======== SOURCE MATERIAL ========

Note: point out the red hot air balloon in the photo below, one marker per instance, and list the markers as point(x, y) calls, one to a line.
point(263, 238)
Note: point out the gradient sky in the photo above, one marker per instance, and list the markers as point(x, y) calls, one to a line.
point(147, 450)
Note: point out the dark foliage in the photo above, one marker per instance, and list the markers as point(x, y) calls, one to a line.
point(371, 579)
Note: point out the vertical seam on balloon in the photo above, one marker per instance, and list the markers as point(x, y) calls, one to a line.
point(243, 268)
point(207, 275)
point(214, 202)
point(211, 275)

========
======== SOURCE MATERIAL ========

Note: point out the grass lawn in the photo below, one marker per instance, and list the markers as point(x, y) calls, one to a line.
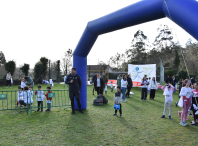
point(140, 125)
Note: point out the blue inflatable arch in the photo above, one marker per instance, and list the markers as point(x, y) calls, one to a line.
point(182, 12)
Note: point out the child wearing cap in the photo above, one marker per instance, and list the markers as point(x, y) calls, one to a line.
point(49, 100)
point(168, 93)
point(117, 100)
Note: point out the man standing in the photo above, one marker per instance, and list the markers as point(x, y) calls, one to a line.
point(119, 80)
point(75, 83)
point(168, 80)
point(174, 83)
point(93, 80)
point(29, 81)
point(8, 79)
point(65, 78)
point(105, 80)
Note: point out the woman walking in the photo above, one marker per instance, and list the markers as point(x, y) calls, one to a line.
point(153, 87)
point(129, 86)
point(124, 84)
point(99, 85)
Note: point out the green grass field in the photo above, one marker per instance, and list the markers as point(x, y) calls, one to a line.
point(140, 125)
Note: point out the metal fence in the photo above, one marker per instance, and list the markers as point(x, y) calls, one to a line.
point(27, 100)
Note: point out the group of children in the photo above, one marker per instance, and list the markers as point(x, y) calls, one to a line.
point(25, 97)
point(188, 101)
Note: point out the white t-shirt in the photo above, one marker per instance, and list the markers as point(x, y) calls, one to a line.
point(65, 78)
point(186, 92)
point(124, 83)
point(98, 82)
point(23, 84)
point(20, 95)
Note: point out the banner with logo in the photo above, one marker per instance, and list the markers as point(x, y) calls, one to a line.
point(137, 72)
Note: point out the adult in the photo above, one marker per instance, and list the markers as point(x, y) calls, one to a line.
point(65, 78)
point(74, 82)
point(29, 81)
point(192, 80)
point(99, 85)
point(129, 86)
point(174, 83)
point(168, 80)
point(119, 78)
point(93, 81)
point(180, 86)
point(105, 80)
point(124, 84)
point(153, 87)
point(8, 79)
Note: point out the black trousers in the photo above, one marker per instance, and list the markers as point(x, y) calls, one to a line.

========

* YOUR OBJECTIVE:
Whatever else the listing above holds, retype exactly only the lines from the one containing "Note: point out the group" to the one containing "Note: point out the black", both ends kept.

* REPLY TO THE EXERCISE:
Note: point out the group of children in the photo above, one marker per instance, and list the markers as point(x, y) calls, one to a line.
point(25, 97)
point(188, 101)
Note: point out the white t-shirt in the photo above, one marker per instance, and list the markers as point(x, y) calls, one to a line.
point(65, 78)
point(186, 92)
point(124, 83)
point(98, 82)
point(23, 84)
point(20, 95)
Note: point out the banner with logo in the photo above, one marker per instance, and list the markers as point(x, y) calls, one to a line.
point(137, 72)
Note: point out the adult in the photo above, one marker per instance, and list the markers as point(x, y) calls, one to a line.
point(65, 78)
point(74, 82)
point(29, 81)
point(192, 80)
point(99, 85)
point(129, 86)
point(174, 83)
point(168, 80)
point(119, 78)
point(93, 81)
point(180, 86)
point(105, 80)
point(124, 84)
point(153, 87)
point(8, 79)
Note: point out the black trousers in the photo above, one marker per instance, and list the markers as point(x, y) calls, one to a line.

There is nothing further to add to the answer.